Reading text
________________________________________
1. Guillaume - April 2, 2010

I don’t understand the title – how is it related to the article?

Also, it’s a myth that turkeys stare in the rain with open beaks until they drown. Check out http://www.upc-online.org/turkeys/120403notdumb.htm, http://animals.howstuffworks.com/birds/turkey-drown.htm or http://www.snopes.com/critters/wild/turkey.asp.

Angelique - April 2, 2010

Um, the title was my attempt to wryly mimic a chicken’s possible reaction to being exiled from the comfortable henhouse world into the climatically-unfriendly outdoors. Guess that didn’t come through.
Perhaps the turkey story is apocryphal, but my source is an actual farmer, writing in The American at http://www.american.com/archive/2009/july/the-omnivore2019s-delusion-against-the-agri-intellectuals/. He notes that a fellow farmer lost 4000 turkeys to such an incident. Well, even if it’s not true, there are plenty of other cases of animals willingly opting to reduce their welfare. Lab rats will overeat and get fat if given a wide choice of sweet foods (so will humans). Some cats used to wet food limit their water drinking even when switched to dry food to the point of causing kidney damage. *Examples from John Webster, Animal Welfare: A Cool Eye towards Eden.
________________________________________
Aim A
List each line of the records that contains the string "orange", matching its case.

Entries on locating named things
________________________________________
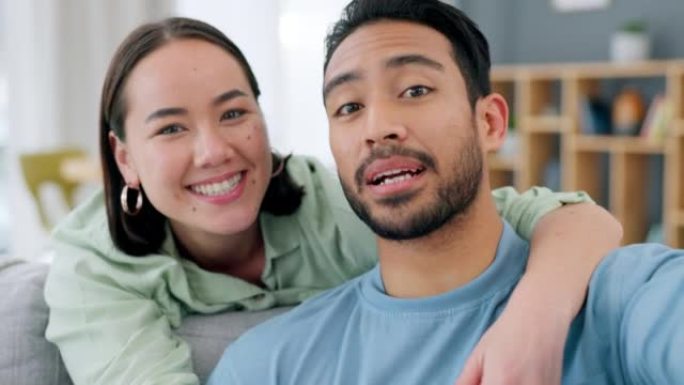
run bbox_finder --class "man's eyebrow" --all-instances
[145,107,188,123]
[385,54,444,71]
[213,89,247,106]
[323,71,361,103]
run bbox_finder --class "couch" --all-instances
[0,258,287,385]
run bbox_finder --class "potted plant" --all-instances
[610,19,651,63]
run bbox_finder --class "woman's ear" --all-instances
[476,93,508,153]
[109,132,140,188]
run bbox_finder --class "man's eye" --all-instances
[157,124,184,135]
[221,109,245,120]
[335,103,361,116]
[401,86,432,98]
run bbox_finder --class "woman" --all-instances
[45,18,620,385]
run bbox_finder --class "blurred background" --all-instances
[0,0,684,258]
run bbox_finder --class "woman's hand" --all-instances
[456,281,569,385]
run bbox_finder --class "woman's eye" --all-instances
[335,103,361,116]
[401,86,432,98]
[157,124,184,135]
[221,109,245,120]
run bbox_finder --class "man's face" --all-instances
[324,21,483,240]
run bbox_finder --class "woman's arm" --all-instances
[45,213,200,385]
[457,188,622,385]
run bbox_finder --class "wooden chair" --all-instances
[19,148,86,231]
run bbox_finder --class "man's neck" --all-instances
[378,194,503,298]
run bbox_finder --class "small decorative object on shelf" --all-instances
[613,88,646,136]
[639,95,674,143]
[610,19,651,63]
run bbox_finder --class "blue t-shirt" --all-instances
[209,224,684,385]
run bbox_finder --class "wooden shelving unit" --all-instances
[489,60,684,248]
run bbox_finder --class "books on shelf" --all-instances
[639,95,674,143]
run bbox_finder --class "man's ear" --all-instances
[109,132,140,188]
[476,93,508,153]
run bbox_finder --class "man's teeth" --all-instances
[190,173,242,197]
[378,174,413,186]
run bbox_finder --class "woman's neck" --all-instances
[171,221,266,285]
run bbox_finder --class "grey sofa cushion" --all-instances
[0,259,288,385]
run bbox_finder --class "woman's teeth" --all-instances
[190,173,242,197]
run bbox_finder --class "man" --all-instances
[209,0,684,385]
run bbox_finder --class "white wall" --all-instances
[0,0,173,258]
[177,0,348,166]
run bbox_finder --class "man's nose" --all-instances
[365,102,407,147]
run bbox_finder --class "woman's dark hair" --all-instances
[323,0,491,107]
[100,17,304,255]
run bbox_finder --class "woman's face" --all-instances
[111,39,272,238]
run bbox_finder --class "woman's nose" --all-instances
[195,127,234,167]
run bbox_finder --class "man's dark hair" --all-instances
[323,0,491,107]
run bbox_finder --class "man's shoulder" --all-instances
[589,243,684,312]
[596,243,684,275]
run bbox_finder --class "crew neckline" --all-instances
[360,221,529,315]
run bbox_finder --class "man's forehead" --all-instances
[325,20,452,81]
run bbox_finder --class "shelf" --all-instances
[672,119,684,138]
[674,210,684,227]
[575,135,665,155]
[521,115,570,134]
[487,154,515,172]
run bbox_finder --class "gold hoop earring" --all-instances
[121,185,142,216]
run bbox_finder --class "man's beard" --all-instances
[340,135,483,241]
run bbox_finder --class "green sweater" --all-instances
[45,157,590,385]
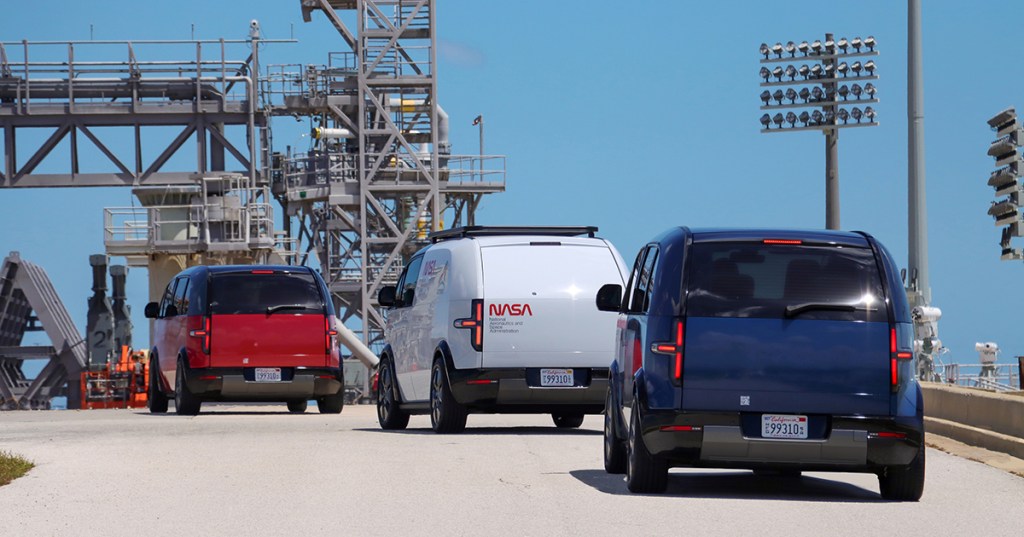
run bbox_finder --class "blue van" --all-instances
[597,228,925,501]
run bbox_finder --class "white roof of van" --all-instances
[468,235,606,247]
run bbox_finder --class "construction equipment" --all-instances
[80,345,150,409]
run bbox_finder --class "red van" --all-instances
[145,265,344,415]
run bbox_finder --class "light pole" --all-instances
[988,108,1024,260]
[473,114,483,181]
[761,34,879,230]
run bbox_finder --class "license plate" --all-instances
[541,369,573,386]
[256,367,281,382]
[761,414,807,440]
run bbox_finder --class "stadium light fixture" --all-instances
[759,34,878,229]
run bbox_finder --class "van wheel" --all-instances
[147,354,167,414]
[430,360,467,435]
[626,397,669,493]
[604,389,626,473]
[174,358,203,416]
[879,439,925,501]
[316,387,345,414]
[377,360,409,430]
[551,414,583,428]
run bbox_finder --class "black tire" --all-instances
[604,389,626,473]
[174,358,203,416]
[316,387,345,414]
[879,442,925,501]
[551,414,584,428]
[430,359,468,435]
[377,360,409,430]
[147,354,168,414]
[626,397,669,493]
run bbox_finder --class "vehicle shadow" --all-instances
[352,426,602,437]
[569,469,886,503]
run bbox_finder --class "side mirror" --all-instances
[143,302,160,319]
[597,284,623,312]
[377,285,396,307]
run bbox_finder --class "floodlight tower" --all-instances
[761,34,879,230]
[988,107,1024,260]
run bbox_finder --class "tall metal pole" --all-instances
[906,0,932,307]
[476,114,483,181]
[824,34,840,230]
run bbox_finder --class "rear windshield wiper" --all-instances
[266,304,315,315]
[785,302,879,317]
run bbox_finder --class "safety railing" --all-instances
[443,155,506,185]
[936,364,1024,391]
[0,39,284,112]
[103,197,276,251]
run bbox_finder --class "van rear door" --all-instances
[480,241,623,368]
[209,270,329,367]
[681,241,890,415]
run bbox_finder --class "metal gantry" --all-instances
[0,0,505,405]
[761,34,879,230]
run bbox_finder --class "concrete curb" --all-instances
[925,431,1024,478]
[925,416,1024,459]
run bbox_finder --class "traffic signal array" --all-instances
[988,107,1024,259]
[760,37,879,132]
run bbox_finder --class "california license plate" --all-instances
[761,414,807,440]
[541,369,573,386]
[256,367,281,382]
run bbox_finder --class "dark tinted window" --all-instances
[174,278,188,315]
[686,243,888,321]
[208,273,324,314]
[160,280,178,317]
[395,255,423,306]
[630,246,657,314]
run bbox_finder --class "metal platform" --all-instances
[0,252,86,410]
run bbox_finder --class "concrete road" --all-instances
[0,405,1024,537]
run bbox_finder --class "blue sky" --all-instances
[0,0,1024,363]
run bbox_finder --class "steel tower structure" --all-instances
[0,0,505,401]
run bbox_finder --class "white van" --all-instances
[377,226,627,432]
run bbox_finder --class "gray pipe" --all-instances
[334,317,381,369]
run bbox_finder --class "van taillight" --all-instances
[188,317,213,355]
[889,326,913,391]
[324,316,338,357]
[454,298,483,353]
[650,321,685,382]
[630,337,643,375]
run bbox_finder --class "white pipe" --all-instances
[334,317,381,368]
[312,127,353,139]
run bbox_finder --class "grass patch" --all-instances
[0,451,36,487]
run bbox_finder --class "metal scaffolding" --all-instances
[0,0,505,401]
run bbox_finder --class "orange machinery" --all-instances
[80,346,150,409]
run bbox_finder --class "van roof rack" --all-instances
[430,225,597,243]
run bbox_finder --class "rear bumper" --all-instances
[641,411,924,471]
[449,368,608,414]
[185,367,342,401]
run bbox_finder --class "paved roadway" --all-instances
[0,405,1024,537]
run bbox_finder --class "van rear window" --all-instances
[686,242,888,322]
[209,273,324,315]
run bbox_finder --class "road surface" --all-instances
[0,405,1024,537]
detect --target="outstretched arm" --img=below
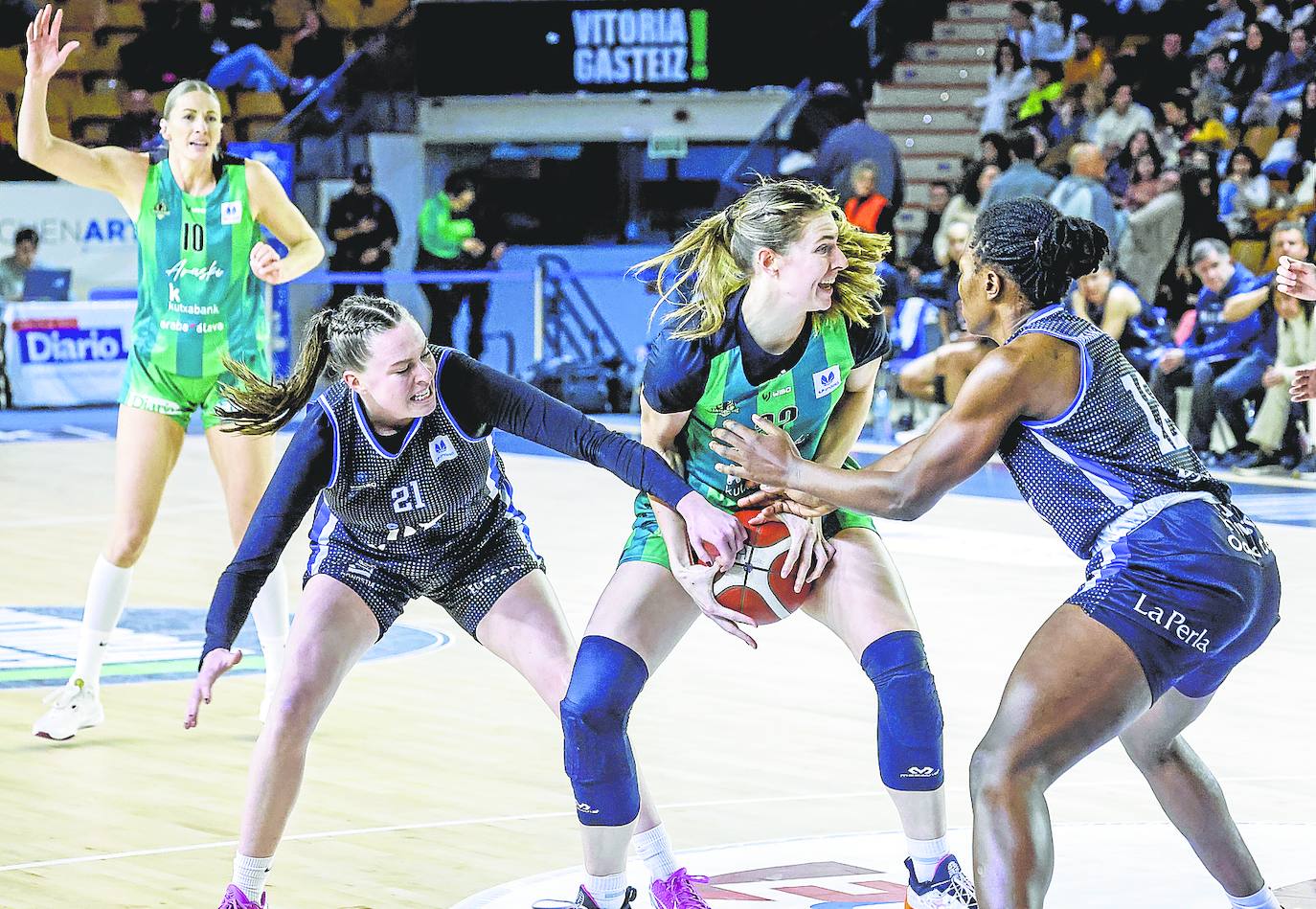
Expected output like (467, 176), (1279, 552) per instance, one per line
(439, 352), (745, 566)
(246, 161), (325, 284)
(712, 348), (1029, 521)
(183, 406), (334, 729)
(17, 5), (150, 212)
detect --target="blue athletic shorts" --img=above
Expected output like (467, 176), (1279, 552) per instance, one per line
(1070, 499), (1280, 701)
(302, 499), (545, 641)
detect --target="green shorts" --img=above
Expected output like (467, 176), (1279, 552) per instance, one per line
(617, 493), (877, 568)
(119, 348), (270, 429)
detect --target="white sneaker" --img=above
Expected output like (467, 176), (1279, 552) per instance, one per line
(32, 679), (105, 742)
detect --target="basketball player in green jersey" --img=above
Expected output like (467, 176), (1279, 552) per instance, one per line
(545, 180), (977, 909)
(18, 5), (324, 739)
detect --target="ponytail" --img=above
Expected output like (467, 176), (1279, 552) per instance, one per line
(632, 208), (749, 338)
(632, 180), (891, 339)
(218, 293), (419, 436)
(968, 196), (1111, 307)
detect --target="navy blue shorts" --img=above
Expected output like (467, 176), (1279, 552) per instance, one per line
(1070, 500), (1280, 701)
(302, 500), (545, 639)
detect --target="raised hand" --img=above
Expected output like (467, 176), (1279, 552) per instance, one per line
(28, 3), (80, 81)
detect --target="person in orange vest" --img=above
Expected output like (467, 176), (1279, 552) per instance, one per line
(845, 158), (895, 234)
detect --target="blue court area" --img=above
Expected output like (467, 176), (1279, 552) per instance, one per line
(0, 605), (451, 688)
(8, 405), (1316, 528)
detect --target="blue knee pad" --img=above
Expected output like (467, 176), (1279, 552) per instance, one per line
(562, 634), (648, 828)
(859, 631), (943, 792)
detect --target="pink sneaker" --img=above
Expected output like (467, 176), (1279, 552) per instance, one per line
(219, 884), (264, 909)
(648, 868), (710, 909)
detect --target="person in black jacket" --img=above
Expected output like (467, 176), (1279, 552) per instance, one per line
(325, 163), (397, 307)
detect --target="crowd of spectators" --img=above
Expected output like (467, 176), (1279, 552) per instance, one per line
(836, 0), (1316, 479)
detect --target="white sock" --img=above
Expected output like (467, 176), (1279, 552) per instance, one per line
(1229, 887), (1281, 909)
(233, 855), (274, 902)
(73, 556), (133, 688)
(584, 871), (626, 909)
(632, 824), (680, 880)
(905, 836), (950, 884)
(251, 566), (288, 697)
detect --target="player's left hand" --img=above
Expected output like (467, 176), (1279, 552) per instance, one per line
(183, 648), (242, 729)
(775, 513), (835, 593)
(251, 243), (283, 284)
(708, 413), (803, 487)
(676, 489), (749, 571)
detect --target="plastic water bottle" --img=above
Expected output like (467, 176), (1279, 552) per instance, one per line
(873, 387), (895, 442)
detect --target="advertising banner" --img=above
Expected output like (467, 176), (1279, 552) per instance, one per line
(0, 182), (137, 300)
(4, 300), (136, 408)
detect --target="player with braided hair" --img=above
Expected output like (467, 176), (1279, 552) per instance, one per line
(712, 198), (1298, 909)
(184, 296), (745, 909)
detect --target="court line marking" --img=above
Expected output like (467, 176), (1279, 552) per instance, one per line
(0, 500), (226, 530)
(0, 776), (1316, 874)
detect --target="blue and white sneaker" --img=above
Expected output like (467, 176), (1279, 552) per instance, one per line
(905, 855), (978, 909)
(531, 887), (637, 909)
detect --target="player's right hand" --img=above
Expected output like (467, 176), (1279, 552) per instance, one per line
(777, 513), (835, 593)
(183, 648), (242, 729)
(1288, 363), (1316, 401)
(676, 489), (749, 571)
(1275, 255), (1316, 300)
(28, 3), (80, 80)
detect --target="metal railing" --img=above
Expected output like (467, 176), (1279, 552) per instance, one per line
(534, 254), (634, 367)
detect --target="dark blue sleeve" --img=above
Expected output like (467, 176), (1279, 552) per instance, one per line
(644, 329), (708, 413)
(439, 352), (690, 508)
(201, 404), (334, 662)
(848, 308), (893, 369)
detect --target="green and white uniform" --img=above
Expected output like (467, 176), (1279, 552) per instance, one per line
(119, 150), (270, 429)
(622, 288), (891, 566)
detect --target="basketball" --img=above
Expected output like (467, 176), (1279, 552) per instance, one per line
(714, 511), (813, 625)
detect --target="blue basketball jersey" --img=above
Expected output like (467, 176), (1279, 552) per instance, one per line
(1000, 304), (1229, 557)
(312, 348), (524, 561)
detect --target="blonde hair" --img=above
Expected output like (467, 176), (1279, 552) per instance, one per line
(161, 79), (224, 120)
(632, 180), (891, 339)
(218, 293), (410, 436)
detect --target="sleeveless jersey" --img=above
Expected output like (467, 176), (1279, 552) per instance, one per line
(133, 151), (270, 377)
(1000, 304), (1229, 557)
(645, 293), (891, 509)
(316, 348), (524, 564)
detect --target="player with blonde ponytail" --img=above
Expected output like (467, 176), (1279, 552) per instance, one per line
(17, 5), (324, 739)
(184, 296), (745, 909)
(550, 180), (977, 909)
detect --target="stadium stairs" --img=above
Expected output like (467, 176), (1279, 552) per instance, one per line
(869, 0), (1010, 251)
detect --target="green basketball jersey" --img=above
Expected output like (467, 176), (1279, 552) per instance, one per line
(133, 151), (270, 376)
(644, 291), (891, 508)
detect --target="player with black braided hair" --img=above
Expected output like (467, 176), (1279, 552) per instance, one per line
(712, 198), (1280, 909)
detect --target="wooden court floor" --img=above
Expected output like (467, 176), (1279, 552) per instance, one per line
(0, 437), (1316, 909)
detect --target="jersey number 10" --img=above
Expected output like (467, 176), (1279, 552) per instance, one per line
(183, 223), (205, 253)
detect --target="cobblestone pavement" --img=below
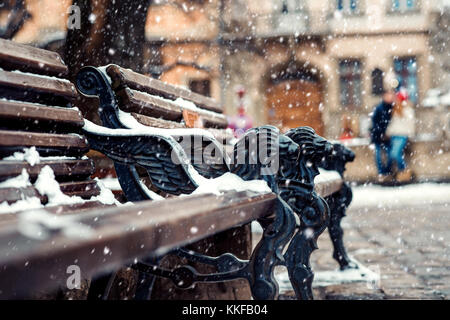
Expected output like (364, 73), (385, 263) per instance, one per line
(280, 203), (450, 299)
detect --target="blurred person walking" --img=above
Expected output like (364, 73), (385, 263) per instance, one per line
(386, 88), (415, 182)
(370, 87), (395, 182)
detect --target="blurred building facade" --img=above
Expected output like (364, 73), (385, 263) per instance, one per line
(0, 0), (450, 179)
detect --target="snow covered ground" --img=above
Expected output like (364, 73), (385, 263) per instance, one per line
(350, 183), (450, 208)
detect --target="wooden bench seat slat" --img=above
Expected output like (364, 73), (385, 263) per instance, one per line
(107, 65), (222, 113)
(0, 180), (100, 204)
(314, 179), (344, 197)
(0, 70), (77, 102)
(0, 159), (95, 181)
(0, 100), (84, 128)
(131, 112), (234, 143)
(0, 39), (68, 76)
(117, 88), (183, 121)
(0, 201), (113, 226)
(0, 130), (89, 156)
(0, 192), (276, 299)
(117, 88), (228, 128)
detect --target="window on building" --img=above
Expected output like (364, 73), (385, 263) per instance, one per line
(339, 59), (362, 107)
(336, 0), (360, 14)
(371, 68), (383, 96)
(394, 57), (419, 103)
(281, 0), (303, 14)
(390, 0), (419, 12)
(189, 79), (211, 97)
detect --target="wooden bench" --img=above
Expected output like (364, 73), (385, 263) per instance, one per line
(0, 39), (100, 210)
(77, 65), (354, 298)
(0, 40), (356, 299)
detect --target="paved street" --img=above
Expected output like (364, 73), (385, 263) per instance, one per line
(282, 203), (450, 299)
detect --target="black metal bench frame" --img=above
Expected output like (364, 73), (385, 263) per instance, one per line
(76, 67), (354, 299)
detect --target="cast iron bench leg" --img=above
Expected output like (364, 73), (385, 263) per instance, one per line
(327, 183), (357, 270)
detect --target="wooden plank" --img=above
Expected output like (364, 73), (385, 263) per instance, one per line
(118, 88), (182, 121)
(0, 100), (84, 127)
(131, 112), (234, 143)
(107, 65), (223, 113)
(314, 179), (344, 197)
(0, 187), (40, 204)
(0, 130), (89, 155)
(0, 39), (68, 76)
(0, 70), (77, 102)
(0, 159), (95, 181)
(0, 192), (276, 299)
(117, 88), (228, 128)
(0, 201), (113, 226)
(131, 112), (186, 129)
(59, 180), (100, 199)
(0, 180), (100, 204)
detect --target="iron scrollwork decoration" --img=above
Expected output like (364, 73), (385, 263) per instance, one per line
(319, 143), (358, 270)
(77, 67), (351, 300)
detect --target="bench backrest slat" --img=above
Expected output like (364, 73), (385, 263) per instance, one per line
(107, 65), (222, 113)
(0, 159), (95, 181)
(0, 39), (68, 77)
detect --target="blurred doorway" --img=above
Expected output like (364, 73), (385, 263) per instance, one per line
(266, 67), (324, 135)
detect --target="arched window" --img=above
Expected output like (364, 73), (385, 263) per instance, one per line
(371, 68), (384, 96)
________________________________________
Aim B
Repeat the part of the comment thread starting at "I don’t understand" and ending at "didn’t come through.", word for word.

Task answer A
run bbox_finder --class "orange machinery" --all-instances
detect --target="person in orange vest" --img=above

Task answer B
I don’t understand the title – how is it related to the article?

Also, it’s a myth that turkeys stare in the rain with open beaks until they drown. Check out http://www.upc-online.org/turkeys/120403notdumb.htm, http://animals.howstuffworks.com/birds/turkey-drown.htm or http://www.snopes.com/critters/wild/turkey.asp.

Angelique - April 2, 2010

Um, the title was my attempt to wryly mimic a chicken’s possible reaction to being exiled from the comfortable henhouse world into the climatically-unfriendly outdoors. Guess that didn’t come through.